### Exercise
From the text on hematopoietic stem and progenitor cells, quote verbatim the passage starting at "The labeling of" and ending at "asymmetric cell division.".

### Page text
'''

Hematopoietic stem and progenitor cells (HSPCs) are crucial for lifelong blood cell production. We analyzed the cell cycle and cell production rate in HSPCs in murine hematopoiesis.
The labeling of DNA-synthesizing cells by two thymidine analogues, optimized for in-vivo use, enabled determination of the cell cycle flow rate into G2-phase, the duration of S-phase and the average cell cycle time in Sca-1(+) and Sca-1(-) HSPCs. Determination of cells with 2n DNA content labeled in preceding S-phase was then used to establish the cell flow rates in G1-phase.
Our measurements revealed a significant difference in how Sca-1(+) and Sca-1(-) myeloid progenitors self-renew and differentiate. Division of the Sca-1(+) progenitors led to loss of the Sca-1 marker in about half of newly produced cells, corresponding to asymmetric cell division.

'''

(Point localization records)
'''

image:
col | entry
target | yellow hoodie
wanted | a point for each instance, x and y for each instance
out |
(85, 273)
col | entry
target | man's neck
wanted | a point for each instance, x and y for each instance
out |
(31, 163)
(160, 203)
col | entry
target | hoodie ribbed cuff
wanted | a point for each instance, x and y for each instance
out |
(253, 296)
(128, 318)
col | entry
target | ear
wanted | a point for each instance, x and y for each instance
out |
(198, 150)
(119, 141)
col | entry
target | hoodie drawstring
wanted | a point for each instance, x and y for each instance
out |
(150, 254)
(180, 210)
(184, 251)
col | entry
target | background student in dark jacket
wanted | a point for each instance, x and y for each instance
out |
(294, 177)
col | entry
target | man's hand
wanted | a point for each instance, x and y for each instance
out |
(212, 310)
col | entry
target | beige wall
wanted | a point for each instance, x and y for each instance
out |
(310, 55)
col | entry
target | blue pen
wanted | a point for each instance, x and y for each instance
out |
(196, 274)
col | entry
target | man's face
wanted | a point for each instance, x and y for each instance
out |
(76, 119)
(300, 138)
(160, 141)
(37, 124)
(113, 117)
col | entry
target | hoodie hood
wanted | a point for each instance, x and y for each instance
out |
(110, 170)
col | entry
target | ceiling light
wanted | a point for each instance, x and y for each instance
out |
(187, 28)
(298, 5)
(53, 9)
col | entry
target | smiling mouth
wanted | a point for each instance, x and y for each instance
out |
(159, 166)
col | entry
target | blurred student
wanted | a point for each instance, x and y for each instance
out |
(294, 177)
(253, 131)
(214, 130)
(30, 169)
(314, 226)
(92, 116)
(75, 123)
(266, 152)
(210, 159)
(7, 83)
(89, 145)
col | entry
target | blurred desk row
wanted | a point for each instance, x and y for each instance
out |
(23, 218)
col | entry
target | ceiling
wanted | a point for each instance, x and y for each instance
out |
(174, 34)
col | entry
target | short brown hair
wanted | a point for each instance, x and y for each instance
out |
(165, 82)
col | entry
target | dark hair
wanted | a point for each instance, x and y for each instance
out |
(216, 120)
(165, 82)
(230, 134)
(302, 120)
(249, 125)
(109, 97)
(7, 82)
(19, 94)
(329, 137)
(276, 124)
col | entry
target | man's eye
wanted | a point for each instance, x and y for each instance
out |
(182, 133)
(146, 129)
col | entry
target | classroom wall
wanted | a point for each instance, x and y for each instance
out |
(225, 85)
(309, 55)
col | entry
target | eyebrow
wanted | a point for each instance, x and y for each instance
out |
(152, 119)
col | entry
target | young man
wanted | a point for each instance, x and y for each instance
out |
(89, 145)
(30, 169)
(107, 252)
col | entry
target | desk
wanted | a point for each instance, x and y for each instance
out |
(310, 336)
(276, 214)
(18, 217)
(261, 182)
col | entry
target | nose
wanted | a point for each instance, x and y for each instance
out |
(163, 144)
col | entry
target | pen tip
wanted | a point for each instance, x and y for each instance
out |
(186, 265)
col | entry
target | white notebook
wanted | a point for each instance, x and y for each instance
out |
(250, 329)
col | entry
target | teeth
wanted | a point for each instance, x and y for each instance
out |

'''

### Output
The labeling of DNA-synthesizing cells by two thymidine analogues, optimized for in-vivo use, enabled determination of the cell cycle flow rate into G2-phase, the duration of S-phase and the average cell cycle time in Sca-1(+) and Sca-1(-) HSPCs. Determination of cells with 2n DNA content labeled in preceding S-phase was then used to establish the cell flow rates in G1-phase.
Our measurements revealed a significant difference in how Sca-1(+) and Sca-1(-) myeloid progenitors self-renew and differentiate. Division of the Sca-1(+) progenitors led to loss of the Sca-1 marker in about half of newly produced cells, corresponding to asymmetric cell division.